Gemaechlich bummelte ich zum Bett.
“I think the toilet is broken”, whisperte ich ihm erotisch hauchend ins Ohr. Bedauerlicherweise fehlte in meinem Vokabular noch das passende Wort fuer ‘verstopft’. Ich wollte mit meinen unsittlichen Haenden auch ungern mein Telefon beflecken, um zu googlen. So klang meine Aussage dramatisch und liess Justin erschrocken aus dem Bett schnellen.
“Du hast die Toilette kaputtgemacht? Ist das dein Ernst?” Unter seine raue Stimme legte sich ein resignierender Unterton.
“Naja, ich habe noch versucht ins Klo zu fassen, um Schlimmeres zu verhindern.” Mit dieser bescheuerten Ehrlichkeit schaffte ich dies nun leider nicht. Warum konnte ich nicht einfach mal die Klappe halten.
“Du hast in die Toilette gefasst? Widerlich!” Er schuettelte sich antipathisch.
“Ich habe mir danach die Haende gewaschen, sag mal hast du eigentlich irgendwo Seife?”
Er starrte mich abschaetzig an und schuettelte unglaeubig den Kopf.
“Aus welchem Dorf in Hinterafrika kommst du eigentlich. Du bist ein totales ‘Village-Girl’!” Der Bann war gebrochen. Nun prusteten wir beide vor Lachen.
“Haettest du etwas gesagt, haetten wir bis Morgen gewartet und den Fachmann rangelassen!”, fauchte er. Naja, wenn meine aufopferungsvolle Hingabe wenigstens zu einer entspannteren Stimmung gefuehrt hatte, war es das in jedem Fall wert gewesen, dachte ich, waehrend ich meine klammen Haende unter der Bettdecke verschwinden liess.
Als wir am naechsten Morgen mit voller Blase, aber bester Stimmung aufwachten, galt Justins erster Griff dem Telefon.
“Meine Freundin hat das Klo verstopft, das muesste sich mal jemand anschauen!”, gab er kund. Ach tatsaechlich!? Jetzt war ich ploetzlich seine Freundin. Vielleicht sollte ich noch fuenf mal in die Scheisse fassen, bevor er mir dann den Heiratsantrag macht. Toilette, repariert, Beziehung auch, alles war wieder in bester Ordnung.

________________________

• _Aufgabe 1_:
Warum klang die Aussage über die Toilette in der Erzählung so dramatisch? Erkläre es in ein bis drei Sätzen.
• _Aufgabe 2_:
Prüfe für jede Aussage, ob sie mit der Erzählung übereinstimmt, und belege dein Ja oder Nein mit einem wörtlichen Zitat.
(a) Justin sprang erschrocken aus dem Bett.
(b) Am nächsten Morgen griff Justin zuerst nicht zum Telefon.
(c) Nach dem Griff ins Klo wusch sich die Erzählerin nicht die Hände.
• _Aufgabe 3_:
Beantworte die folgenden Fragen zur Erzählung.
(a) Was wollte die Erzählerin mit ihren Händen nicht beflecken?
(b) Als was bezeichnet Justin die Erzählerin, nachdem er den Kopf geschüttelt hat?
(c) In welcher Stimmung wachten die beiden am nächsten Morgen auf?

________________________

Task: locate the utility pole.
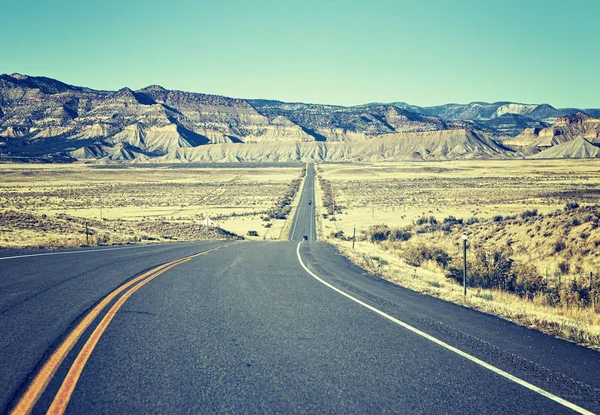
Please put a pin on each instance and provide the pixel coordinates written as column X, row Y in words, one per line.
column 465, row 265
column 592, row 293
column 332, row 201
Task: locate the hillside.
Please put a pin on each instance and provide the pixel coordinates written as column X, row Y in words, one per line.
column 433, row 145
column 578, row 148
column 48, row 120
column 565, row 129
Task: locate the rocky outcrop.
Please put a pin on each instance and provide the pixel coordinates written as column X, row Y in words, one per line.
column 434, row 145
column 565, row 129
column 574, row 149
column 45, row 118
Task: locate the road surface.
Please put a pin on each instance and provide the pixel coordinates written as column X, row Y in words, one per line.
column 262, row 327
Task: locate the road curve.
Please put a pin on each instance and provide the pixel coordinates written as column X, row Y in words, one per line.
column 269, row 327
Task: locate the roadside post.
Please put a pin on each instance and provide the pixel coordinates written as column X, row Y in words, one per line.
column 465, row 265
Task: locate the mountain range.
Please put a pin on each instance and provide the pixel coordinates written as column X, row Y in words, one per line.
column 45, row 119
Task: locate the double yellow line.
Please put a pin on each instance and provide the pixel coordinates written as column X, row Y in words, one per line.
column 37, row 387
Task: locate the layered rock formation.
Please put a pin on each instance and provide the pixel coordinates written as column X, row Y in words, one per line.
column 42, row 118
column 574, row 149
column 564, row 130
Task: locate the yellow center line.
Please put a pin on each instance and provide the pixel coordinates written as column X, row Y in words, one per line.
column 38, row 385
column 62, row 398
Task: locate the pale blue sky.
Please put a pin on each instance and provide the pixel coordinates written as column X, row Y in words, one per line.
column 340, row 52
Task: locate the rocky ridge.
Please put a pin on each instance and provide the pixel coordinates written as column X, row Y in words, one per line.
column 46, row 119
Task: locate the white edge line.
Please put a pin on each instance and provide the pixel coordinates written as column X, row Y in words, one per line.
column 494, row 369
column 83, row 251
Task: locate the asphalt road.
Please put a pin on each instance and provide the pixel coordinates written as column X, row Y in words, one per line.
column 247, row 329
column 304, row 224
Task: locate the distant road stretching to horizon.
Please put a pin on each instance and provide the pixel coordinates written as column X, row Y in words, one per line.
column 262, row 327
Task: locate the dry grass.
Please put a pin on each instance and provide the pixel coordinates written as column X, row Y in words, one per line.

________________________

• _Lösung 1_:
Im Wortschatz fehlte noch das passende Wort für „verstopft“. Mit den unsauberen Händen wollte die Erzählerin auch nicht das Telefon anfassen, um nachzuschlagen. Deshalb sagte sie nur, die Toilette sei kaputt.

• _Lösung 2_:
(a) Ja: „liess Justin erschrocken aus dem Bett schnellen“
(b) Nein: „galt Justins erster Griff dem Telefon“
(c) Nein: „Ich habe mir danach die Haende gewaschen“

• _Lösung 3_:
(a) Ihr Telefon.
(b) Als „Village-Girl“.
(c) In bester Stimmung.